(Referring expression data)
══════════════════════════════
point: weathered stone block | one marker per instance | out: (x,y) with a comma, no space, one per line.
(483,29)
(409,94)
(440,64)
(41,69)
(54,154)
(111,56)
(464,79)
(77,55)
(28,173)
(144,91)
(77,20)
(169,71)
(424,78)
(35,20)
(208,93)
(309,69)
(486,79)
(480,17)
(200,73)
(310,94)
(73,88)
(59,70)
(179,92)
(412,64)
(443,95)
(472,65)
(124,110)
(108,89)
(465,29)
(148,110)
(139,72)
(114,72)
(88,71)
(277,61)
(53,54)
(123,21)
══════════════════════════════
PROMPT. The data, all of it, should be transcribed exactly.

RESULT OF THE EXERCISE.
point: weathered stone block | one marker per instance | out: (x,y) with a comma, no space, one per line.
(483,29)
(409,94)
(440,64)
(41,69)
(54,154)
(111,56)
(464,79)
(77,55)
(28,173)
(144,91)
(77,20)
(169,71)
(424,78)
(35,20)
(208,93)
(309,69)
(486,79)
(480,17)
(200,73)
(310,94)
(73,88)
(59,70)
(179,92)
(412,64)
(443,95)
(472,65)
(124,110)
(108,89)
(465,29)
(148,110)
(139,72)
(114,72)
(88,71)
(277,61)
(53,54)
(123,21)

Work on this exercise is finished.